DOCUMENT TEXT -
--*--
Olabisi Johnson

No. 81
- Position: Wide receiver

Personal information
- Born: March 17, 1997 (age 29) Lakewood, Colorado, U.S.
- Listed height: 6 ft 0 in (1.83 m)
- Listed weight: 210 lb (95 kg)

Career information
- High school: Bear Creek (Lakewood)
- College: Colorado State (2015–2018)
- NFL draft: 2019: 7th round, 247th overall pick

Career history
- Minnesota Vikings (2019–2022);

Career NFL statistics
- Receptions: 45
- Receiving yards: 483
- Receiving touchdowns: 3
- Stats at Pro Football Reference

= Bisi Johnson =

American football player (born 1997)

Olabisi Johnson (born March 17, 1997) is an American former professional football player who was a wide receiver in the National Football League (NFL). He played college football for the Colorado State Rams and was selected by the Minnesota Vikings in the seventh round of the 2019 NFL draft.

==Early life==
Born in Wheat Ridge, Colorado, to Bode and Traci Johnson, Bisi played baseball and a number of other sports as a kid. He attended Bear Creek High School in Lakewood, Colorado, where he became a two-sport star in football and track, earning three varsity letters in both sports. He also excelled in the classroom, earning a spot on Bear Creek's Academic Athletics Honor Roll (2011–14) and was a two-time Academic All-Colorado performer (2013–14). In football, he was captain of the Bear Creek football program in 2013 and 2014. As a senior, he earned first-team All-Colorado honors after leading the Bears to a 7–4 record along with a first-round playoff victory, rushing for 698 yards with nine touchdowns and catching 25 passes for 402 yards and three more scores, racking up more than 1,500 yards of total offense running, receiving, along with returning kickoffs and punts; defensively, he led the team in tackles from his safety position with 100, including 74 solo stops. After graduating, Johnson committed to CSU over reported scholarship offers from the Army and Northern Colorado.

Also an accomplished track and field athlete, Johnson holds the school record in the 4 × 100 m relay at 42.72 seconds. At the 2014 Class 5A Colorado state meet, he won the 110-meter hurdles with a time of 14.34 seconds, the 300-meter hurdles with a time of 39.46 second and the pole vault (14'1" or 4.29m). He was a finalist for both hurdle events as a sophomore. At the 2015 LPS Spring Break Duals, he won the 100 meters with a time of 11.11 seconds.
--*--
Lines of data -
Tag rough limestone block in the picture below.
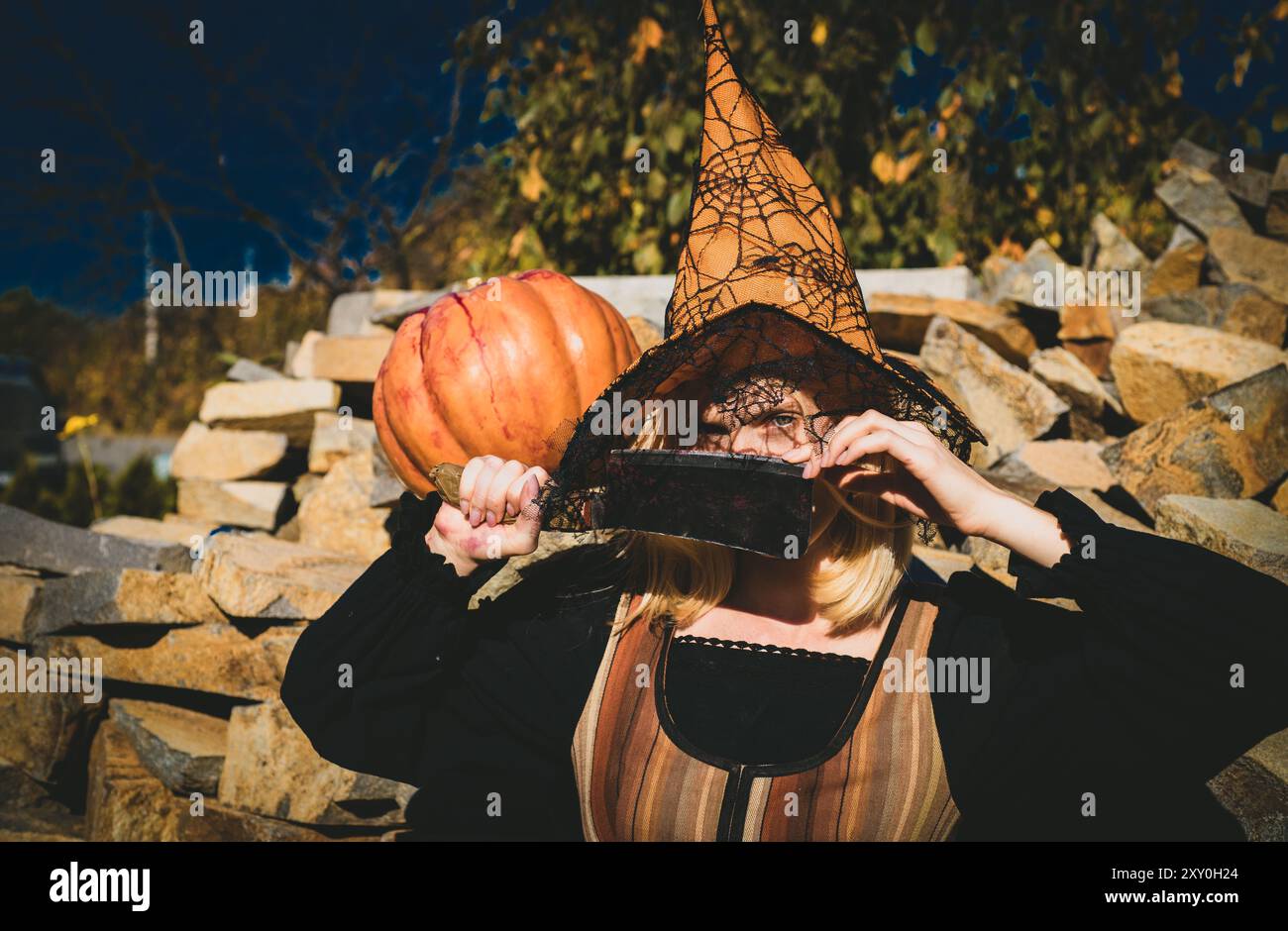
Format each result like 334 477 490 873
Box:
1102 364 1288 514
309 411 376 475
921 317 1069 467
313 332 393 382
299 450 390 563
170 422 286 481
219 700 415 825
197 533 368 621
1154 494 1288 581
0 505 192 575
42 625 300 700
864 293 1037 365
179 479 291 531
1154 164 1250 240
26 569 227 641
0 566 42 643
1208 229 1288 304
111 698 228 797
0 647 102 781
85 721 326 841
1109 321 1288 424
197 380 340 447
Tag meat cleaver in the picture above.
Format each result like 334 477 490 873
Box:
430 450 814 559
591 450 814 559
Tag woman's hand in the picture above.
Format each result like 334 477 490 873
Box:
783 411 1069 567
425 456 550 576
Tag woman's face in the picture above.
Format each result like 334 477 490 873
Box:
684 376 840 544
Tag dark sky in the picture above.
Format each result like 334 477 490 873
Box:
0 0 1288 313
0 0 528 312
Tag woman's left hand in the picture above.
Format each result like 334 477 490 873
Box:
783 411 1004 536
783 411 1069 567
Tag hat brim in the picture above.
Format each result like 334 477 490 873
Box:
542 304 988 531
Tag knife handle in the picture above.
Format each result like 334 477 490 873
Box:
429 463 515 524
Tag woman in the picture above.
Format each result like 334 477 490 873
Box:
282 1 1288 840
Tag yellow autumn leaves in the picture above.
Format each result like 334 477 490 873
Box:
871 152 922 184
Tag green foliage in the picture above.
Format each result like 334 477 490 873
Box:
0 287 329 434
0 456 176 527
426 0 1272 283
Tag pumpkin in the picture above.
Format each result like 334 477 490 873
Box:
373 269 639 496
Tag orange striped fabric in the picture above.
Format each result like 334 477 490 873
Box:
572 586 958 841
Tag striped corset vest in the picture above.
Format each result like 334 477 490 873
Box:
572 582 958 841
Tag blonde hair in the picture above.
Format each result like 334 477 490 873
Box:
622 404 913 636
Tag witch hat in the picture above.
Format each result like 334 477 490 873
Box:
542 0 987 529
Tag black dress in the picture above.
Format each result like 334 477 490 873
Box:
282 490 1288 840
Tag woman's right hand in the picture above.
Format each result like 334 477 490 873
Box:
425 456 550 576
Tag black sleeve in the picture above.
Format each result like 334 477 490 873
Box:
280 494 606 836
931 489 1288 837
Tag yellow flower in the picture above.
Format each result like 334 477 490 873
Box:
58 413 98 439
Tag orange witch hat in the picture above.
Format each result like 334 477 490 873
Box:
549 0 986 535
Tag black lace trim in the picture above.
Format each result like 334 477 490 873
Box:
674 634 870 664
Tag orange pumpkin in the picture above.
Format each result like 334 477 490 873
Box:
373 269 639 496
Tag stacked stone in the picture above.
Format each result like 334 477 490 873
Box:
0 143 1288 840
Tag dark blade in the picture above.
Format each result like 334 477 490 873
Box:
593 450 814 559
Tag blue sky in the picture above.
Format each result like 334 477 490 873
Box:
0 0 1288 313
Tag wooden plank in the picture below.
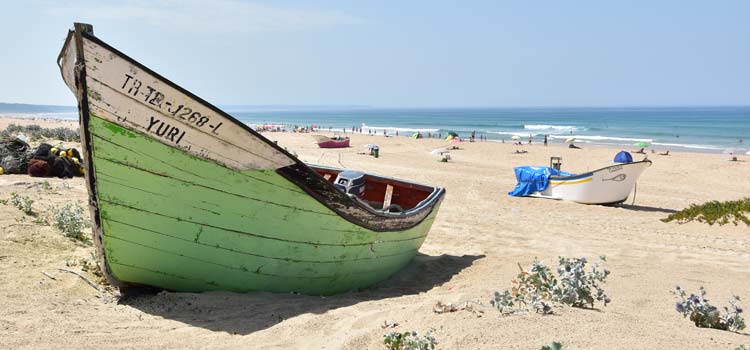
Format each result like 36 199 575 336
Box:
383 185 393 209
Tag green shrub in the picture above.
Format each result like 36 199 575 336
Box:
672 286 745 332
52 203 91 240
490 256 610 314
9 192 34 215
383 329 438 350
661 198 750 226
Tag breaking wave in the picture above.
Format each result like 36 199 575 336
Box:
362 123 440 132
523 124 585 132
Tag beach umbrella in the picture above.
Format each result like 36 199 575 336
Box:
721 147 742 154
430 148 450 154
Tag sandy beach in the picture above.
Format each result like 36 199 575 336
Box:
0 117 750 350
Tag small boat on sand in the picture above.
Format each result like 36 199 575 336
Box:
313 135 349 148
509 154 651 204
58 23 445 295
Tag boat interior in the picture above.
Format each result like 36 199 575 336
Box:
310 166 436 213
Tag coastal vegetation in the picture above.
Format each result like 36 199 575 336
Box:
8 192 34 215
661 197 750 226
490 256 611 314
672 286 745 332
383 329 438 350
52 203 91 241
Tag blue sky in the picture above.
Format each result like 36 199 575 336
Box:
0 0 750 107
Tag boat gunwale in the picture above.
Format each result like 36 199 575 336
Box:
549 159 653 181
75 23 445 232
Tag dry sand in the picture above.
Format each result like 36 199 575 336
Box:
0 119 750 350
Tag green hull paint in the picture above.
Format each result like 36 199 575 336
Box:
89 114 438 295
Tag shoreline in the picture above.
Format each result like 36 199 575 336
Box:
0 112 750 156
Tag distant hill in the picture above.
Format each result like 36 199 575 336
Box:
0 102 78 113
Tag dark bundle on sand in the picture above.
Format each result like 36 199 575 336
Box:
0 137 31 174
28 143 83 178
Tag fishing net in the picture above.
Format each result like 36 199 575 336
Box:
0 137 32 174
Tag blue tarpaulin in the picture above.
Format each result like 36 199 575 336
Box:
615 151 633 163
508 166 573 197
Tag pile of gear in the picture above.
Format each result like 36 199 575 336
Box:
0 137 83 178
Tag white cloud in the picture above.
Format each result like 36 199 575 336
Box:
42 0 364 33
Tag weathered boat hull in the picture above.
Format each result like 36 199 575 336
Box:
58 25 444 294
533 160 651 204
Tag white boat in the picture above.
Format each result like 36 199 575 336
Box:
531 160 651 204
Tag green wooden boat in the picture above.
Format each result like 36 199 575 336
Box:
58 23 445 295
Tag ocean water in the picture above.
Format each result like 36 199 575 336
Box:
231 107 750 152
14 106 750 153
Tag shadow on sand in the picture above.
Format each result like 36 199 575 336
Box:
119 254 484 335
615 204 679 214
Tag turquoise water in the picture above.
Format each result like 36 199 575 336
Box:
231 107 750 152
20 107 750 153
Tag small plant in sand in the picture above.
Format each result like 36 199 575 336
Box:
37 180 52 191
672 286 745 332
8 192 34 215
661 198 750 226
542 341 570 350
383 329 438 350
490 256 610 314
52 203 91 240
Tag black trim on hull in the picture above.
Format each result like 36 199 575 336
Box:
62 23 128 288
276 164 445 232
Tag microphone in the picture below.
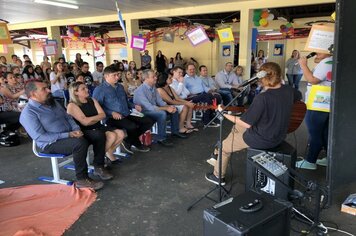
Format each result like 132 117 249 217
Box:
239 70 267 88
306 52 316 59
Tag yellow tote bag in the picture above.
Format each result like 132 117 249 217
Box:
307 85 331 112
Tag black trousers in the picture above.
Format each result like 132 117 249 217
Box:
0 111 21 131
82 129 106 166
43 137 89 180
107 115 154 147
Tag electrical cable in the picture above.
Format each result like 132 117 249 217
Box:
--*--
PROBLEM SET -
A - According to the Bisi Johnson article, what school record does Johnson hold?
B - From the Bisi Johnson article, extract the passage starting with "Career history" and going on through "2019 NFL draft.".
C - Using the Bisi Johnson article, decide whether each statement agrees with it, answering yes or no and quoting the words that decide it: (i) Johnson was captain of the Bear Creek football program in 2013 and 2014. (ii) At the 2014 Class 5A Colorado state meet, Johnson won the long jump. (iii) Johnson was chosen in the seventh round of the 2019 NFL draft.

RESULTS OF THE TASKS -
A - He holds the school record in the 4 × 100 m relay at 42.72 seconds.

B -
Career history
- Minnesota Vikings (2019–2022);

Career NFL statistics
- Receptions: 45
- Receiving yards: 483
- Receiving touchdowns: 3
- Stats at Pro Football Reference

= Bisi Johnson =

American football player (born 1997)

Olabisi Johnson (born March 17, 1997) is an American former professional football player who was a wide receiver in the National Football League (NFL). He played college football for the Colorado State Rams and was selected by the Minnesota Vikings in the seventh round of the 2019 NFL draft.

C -
(i) Yes: "he was captain of the Bear Creek football program in 2013 and 2014"
(ii) No: "he won the 110-meter hurdles with a time of 14.34 seconds, the 300-meter hurdles with a time of 39.46 second and the pole vault (14'1" or 4.29m)"
(iii) Yes: "was selected by the Minnesota Vikings in the seventh round of the 2019 NFL draft"